_INSTRUCTIONS TO FOLLOW_
Reproduce only this part of the listing: the line with "Spot the green lawn", plus every line after it through the last.

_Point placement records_
++++++

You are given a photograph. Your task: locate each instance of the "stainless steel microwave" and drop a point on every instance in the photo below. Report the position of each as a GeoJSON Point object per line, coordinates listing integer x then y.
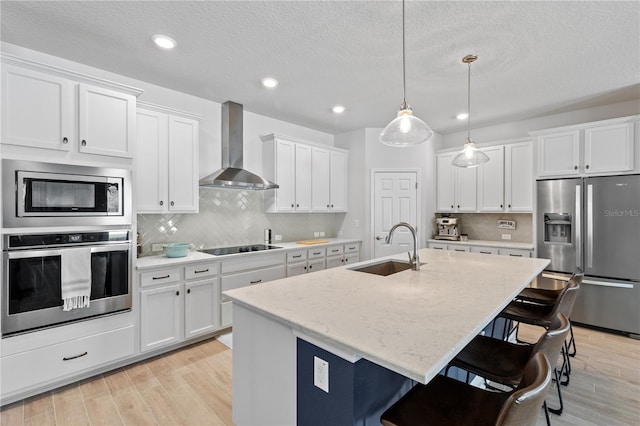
{"type": "Point", "coordinates": [47, 194]}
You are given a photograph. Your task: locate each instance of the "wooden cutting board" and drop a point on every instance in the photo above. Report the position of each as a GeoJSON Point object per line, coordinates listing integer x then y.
{"type": "Point", "coordinates": [310, 242]}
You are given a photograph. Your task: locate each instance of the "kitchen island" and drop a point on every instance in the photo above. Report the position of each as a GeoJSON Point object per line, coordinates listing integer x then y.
{"type": "Point", "coordinates": [376, 333]}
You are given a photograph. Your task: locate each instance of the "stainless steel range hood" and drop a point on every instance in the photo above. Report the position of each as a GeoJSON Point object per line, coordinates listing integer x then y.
{"type": "Point", "coordinates": [232, 175]}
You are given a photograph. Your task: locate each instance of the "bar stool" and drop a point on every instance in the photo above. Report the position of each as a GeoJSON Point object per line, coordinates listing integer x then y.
{"type": "Point", "coordinates": [445, 401]}
{"type": "Point", "coordinates": [543, 296]}
{"type": "Point", "coordinates": [504, 362]}
{"type": "Point", "coordinates": [542, 316]}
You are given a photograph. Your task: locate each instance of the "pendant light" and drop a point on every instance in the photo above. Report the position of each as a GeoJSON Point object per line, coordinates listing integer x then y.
{"type": "Point", "coordinates": [406, 129]}
{"type": "Point", "coordinates": [470, 156]}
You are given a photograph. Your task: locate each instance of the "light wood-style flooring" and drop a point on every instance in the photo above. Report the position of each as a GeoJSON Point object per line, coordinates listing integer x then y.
{"type": "Point", "coordinates": [192, 386]}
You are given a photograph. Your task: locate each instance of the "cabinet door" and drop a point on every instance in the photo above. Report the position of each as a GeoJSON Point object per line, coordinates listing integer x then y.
{"type": "Point", "coordinates": [466, 189]}
{"type": "Point", "coordinates": [151, 162]}
{"type": "Point", "coordinates": [200, 308]}
{"type": "Point", "coordinates": [183, 165]}
{"type": "Point", "coordinates": [519, 177]}
{"type": "Point", "coordinates": [37, 109]}
{"type": "Point", "coordinates": [608, 149]}
{"type": "Point", "coordinates": [444, 183]}
{"type": "Point", "coordinates": [160, 317]}
{"type": "Point", "coordinates": [320, 179]}
{"type": "Point", "coordinates": [491, 181]}
{"type": "Point", "coordinates": [558, 154]}
{"type": "Point", "coordinates": [107, 121]}
{"type": "Point", "coordinates": [285, 176]}
{"type": "Point", "coordinates": [338, 181]}
{"type": "Point", "coordinates": [303, 177]}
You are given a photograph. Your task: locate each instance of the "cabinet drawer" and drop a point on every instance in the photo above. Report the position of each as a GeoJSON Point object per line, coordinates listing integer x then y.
{"type": "Point", "coordinates": [41, 366]}
{"type": "Point", "coordinates": [159, 276]}
{"type": "Point", "coordinates": [484, 250]}
{"type": "Point", "coordinates": [316, 253]}
{"type": "Point", "coordinates": [335, 250]}
{"type": "Point", "coordinates": [296, 256]}
{"type": "Point", "coordinates": [351, 248]}
{"type": "Point", "coordinates": [243, 279]}
{"type": "Point", "coordinates": [200, 271]}
{"type": "Point", "coordinates": [514, 252]}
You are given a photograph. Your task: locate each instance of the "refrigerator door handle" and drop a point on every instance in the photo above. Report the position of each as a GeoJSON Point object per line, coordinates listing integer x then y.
{"type": "Point", "coordinates": [589, 231]}
{"type": "Point", "coordinates": [578, 226]}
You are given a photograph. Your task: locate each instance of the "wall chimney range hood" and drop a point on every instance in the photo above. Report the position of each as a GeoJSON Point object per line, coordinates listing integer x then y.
{"type": "Point", "coordinates": [232, 174]}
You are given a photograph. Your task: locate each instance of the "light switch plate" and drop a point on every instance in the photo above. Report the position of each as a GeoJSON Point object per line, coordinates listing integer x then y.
{"type": "Point", "coordinates": [506, 224]}
{"type": "Point", "coordinates": [321, 374]}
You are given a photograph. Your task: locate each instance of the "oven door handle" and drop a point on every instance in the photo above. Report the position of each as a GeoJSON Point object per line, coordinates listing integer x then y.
{"type": "Point", "coordinates": [24, 254]}
{"type": "Point", "coordinates": [110, 247]}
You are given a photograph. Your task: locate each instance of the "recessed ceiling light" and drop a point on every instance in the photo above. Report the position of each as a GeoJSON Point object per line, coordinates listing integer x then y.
{"type": "Point", "coordinates": [164, 42]}
{"type": "Point", "coordinates": [269, 82]}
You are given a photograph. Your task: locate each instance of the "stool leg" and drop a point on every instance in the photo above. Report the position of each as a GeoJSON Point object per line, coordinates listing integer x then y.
{"type": "Point", "coordinates": [557, 411]}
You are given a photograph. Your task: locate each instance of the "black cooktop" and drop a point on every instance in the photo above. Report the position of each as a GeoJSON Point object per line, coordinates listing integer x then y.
{"type": "Point", "coordinates": [238, 249]}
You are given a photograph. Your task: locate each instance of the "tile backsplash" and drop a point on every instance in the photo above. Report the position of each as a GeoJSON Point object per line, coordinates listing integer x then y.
{"type": "Point", "coordinates": [231, 217]}
{"type": "Point", "coordinates": [483, 226]}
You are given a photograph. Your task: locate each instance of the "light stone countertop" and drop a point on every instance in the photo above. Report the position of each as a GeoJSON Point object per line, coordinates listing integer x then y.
{"type": "Point", "coordinates": [160, 260]}
{"type": "Point", "coordinates": [486, 243]}
{"type": "Point", "coordinates": [410, 322]}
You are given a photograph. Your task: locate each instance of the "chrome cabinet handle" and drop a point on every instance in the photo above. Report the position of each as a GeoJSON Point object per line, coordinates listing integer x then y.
{"type": "Point", "coordinates": [161, 278]}
{"type": "Point", "coordinates": [69, 358]}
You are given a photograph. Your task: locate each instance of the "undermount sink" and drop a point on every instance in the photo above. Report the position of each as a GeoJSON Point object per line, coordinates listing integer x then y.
{"type": "Point", "coordinates": [384, 268]}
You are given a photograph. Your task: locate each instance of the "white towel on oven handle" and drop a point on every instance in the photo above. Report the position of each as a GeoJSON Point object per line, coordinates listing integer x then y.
{"type": "Point", "coordinates": [76, 278]}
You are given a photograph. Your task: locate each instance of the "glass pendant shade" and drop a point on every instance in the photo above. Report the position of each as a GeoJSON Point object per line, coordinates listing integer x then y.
{"type": "Point", "coordinates": [470, 156]}
{"type": "Point", "coordinates": [405, 130]}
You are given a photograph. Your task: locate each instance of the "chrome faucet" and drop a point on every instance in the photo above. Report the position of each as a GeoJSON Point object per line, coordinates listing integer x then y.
{"type": "Point", "coordinates": [415, 260]}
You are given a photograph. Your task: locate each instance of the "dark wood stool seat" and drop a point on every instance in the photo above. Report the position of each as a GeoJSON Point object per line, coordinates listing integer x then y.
{"type": "Point", "coordinates": [445, 401]}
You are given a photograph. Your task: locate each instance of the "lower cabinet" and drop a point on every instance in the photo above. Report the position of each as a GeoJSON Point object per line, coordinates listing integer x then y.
{"type": "Point", "coordinates": [177, 304]}
{"type": "Point", "coordinates": [39, 367]}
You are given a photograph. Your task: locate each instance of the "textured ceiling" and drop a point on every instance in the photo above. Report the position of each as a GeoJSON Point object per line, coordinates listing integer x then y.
{"type": "Point", "coordinates": [535, 58]}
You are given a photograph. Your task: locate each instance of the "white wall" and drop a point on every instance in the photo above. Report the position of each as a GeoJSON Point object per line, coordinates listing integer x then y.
{"type": "Point", "coordinates": [519, 129]}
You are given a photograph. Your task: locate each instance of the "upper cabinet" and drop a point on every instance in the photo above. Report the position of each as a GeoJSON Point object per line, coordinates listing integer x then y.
{"type": "Point", "coordinates": [311, 178]}
{"type": "Point", "coordinates": [592, 148]}
{"type": "Point", "coordinates": [503, 184]}
{"type": "Point", "coordinates": [45, 107]}
{"type": "Point", "coordinates": [166, 160]}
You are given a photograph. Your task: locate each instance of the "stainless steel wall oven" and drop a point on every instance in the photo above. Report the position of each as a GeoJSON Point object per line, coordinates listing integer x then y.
{"type": "Point", "coordinates": [35, 265]}
{"type": "Point", "coordinates": [47, 194]}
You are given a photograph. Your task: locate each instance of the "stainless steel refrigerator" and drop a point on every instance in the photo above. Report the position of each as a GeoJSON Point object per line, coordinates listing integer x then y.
{"type": "Point", "coordinates": [594, 223]}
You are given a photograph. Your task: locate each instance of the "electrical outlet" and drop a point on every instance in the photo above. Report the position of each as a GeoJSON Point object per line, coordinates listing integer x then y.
{"type": "Point", "coordinates": [321, 374]}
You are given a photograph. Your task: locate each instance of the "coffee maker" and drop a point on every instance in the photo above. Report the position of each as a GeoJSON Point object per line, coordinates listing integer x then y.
{"type": "Point", "coordinates": [447, 229]}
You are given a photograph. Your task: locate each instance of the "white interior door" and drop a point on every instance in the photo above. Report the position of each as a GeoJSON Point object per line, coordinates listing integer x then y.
{"type": "Point", "coordinates": [395, 200]}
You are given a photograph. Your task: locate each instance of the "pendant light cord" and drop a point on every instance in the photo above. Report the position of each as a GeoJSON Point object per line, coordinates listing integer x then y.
{"type": "Point", "coordinates": [469, 103]}
{"type": "Point", "coordinates": [404, 73]}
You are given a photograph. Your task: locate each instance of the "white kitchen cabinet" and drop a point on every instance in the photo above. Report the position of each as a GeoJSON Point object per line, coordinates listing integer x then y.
{"type": "Point", "coordinates": [43, 109]}
{"type": "Point", "coordinates": [518, 181]}
{"type": "Point", "coordinates": [491, 181]}
{"type": "Point", "coordinates": [601, 147]}
{"type": "Point", "coordinates": [456, 187]}
{"type": "Point", "coordinates": [178, 303]}
{"type": "Point", "coordinates": [311, 178]}
{"type": "Point", "coordinates": [248, 270]}
{"type": "Point", "coordinates": [166, 161]}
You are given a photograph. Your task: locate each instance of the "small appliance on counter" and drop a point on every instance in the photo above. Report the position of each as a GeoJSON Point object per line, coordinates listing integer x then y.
{"type": "Point", "coordinates": [447, 229]}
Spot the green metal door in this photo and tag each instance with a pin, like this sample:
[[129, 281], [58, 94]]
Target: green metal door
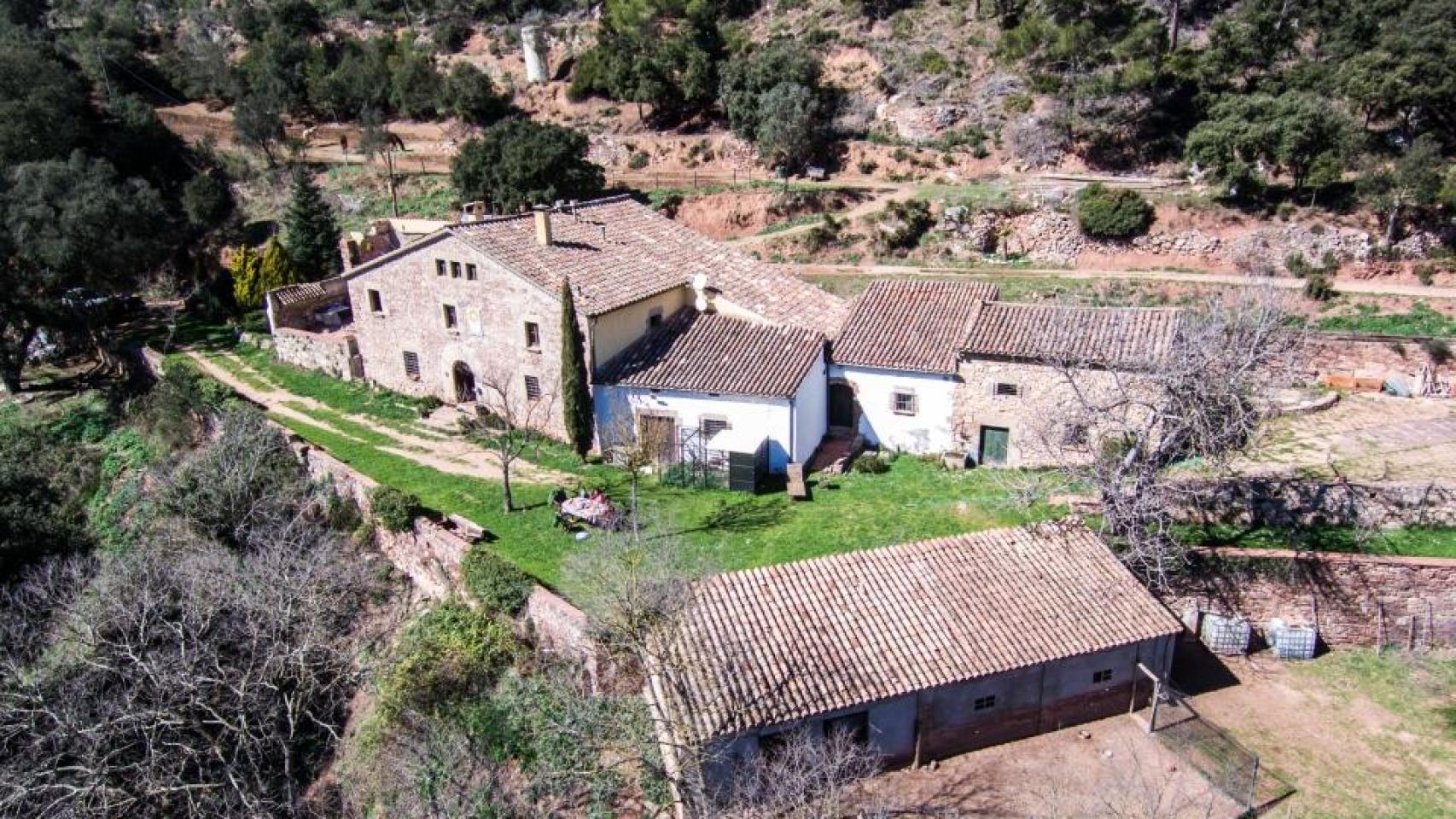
[[995, 441]]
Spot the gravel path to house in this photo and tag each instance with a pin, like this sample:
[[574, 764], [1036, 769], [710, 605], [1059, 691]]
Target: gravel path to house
[[446, 453]]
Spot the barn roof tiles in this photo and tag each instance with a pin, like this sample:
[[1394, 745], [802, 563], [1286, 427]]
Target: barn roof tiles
[[618, 251], [705, 352], [1080, 335], [769, 646], [911, 325]]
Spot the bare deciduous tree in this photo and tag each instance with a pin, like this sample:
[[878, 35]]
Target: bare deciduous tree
[[1126, 427], [517, 415]]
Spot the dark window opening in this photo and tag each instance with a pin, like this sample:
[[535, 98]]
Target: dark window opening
[[856, 726]]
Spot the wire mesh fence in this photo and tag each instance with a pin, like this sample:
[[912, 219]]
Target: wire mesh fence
[[1208, 750]]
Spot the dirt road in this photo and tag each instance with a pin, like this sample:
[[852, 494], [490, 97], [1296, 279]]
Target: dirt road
[[1356, 287]]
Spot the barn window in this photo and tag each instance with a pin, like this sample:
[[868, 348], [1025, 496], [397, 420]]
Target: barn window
[[903, 402], [713, 427]]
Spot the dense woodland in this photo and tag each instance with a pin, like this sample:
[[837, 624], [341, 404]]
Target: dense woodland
[[185, 621]]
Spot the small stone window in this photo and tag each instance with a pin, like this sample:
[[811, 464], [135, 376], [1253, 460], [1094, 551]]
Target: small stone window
[[903, 402]]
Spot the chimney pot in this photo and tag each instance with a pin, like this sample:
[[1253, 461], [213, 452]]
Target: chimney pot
[[544, 226]]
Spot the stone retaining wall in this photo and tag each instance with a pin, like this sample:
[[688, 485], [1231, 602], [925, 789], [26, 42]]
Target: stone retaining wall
[[1353, 600]]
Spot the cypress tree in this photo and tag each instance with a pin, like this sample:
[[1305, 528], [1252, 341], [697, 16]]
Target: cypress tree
[[575, 394], [245, 271], [311, 231]]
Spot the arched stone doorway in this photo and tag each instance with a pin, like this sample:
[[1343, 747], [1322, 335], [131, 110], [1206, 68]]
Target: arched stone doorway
[[463, 383]]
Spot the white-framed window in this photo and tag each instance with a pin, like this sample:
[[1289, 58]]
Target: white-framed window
[[903, 402]]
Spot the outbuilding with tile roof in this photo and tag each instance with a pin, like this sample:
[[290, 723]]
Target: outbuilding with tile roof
[[923, 649]]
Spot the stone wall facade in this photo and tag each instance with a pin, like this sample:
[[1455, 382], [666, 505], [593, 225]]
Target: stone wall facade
[[1353, 600], [490, 338], [334, 354]]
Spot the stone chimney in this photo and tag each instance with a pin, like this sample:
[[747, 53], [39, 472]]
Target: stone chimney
[[544, 226]]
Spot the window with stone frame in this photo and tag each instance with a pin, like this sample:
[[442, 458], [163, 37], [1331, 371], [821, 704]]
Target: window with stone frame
[[903, 402]]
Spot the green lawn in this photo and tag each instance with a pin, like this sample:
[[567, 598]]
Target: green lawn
[[1424, 542], [913, 501]]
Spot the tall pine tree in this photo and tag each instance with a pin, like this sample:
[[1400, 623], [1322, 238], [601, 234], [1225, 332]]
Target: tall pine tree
[[574, 390], [311, 231]]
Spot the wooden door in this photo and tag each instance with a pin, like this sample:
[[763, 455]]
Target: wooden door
[[995, 443]]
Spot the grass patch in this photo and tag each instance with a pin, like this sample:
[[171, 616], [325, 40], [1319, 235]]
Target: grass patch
[[1411, 542], [728, 530], [1420, 320]]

++++++

_PROBLEM SOLUTION_
Spot the green lawn in this photo and tag each instance with a pin, like this sample:
[[567, 598]]
Target: green lawn
[[1424, 542], [913, 501]]
Spot the tall pine tree in this photo and tag each instance with a pin, like this sample:
[[1400, 623], [1322, 238], [601, 234], [1225, 332]]
Target: tall pine tree
[[574, 390], [311, 231]]
Spot the wooden door in this photo and tag each instance with a pin, like this sample:
[[763, 455]]
Target: wooden door
[[995, 443]]
Spot the grass patch in this photo and tag each instance with a pin, like this sample:
[[171, 616], [325, 40], [1319, 235]]
Target: grass patch
[[1411, 542], [728, 530], [1420, 320]]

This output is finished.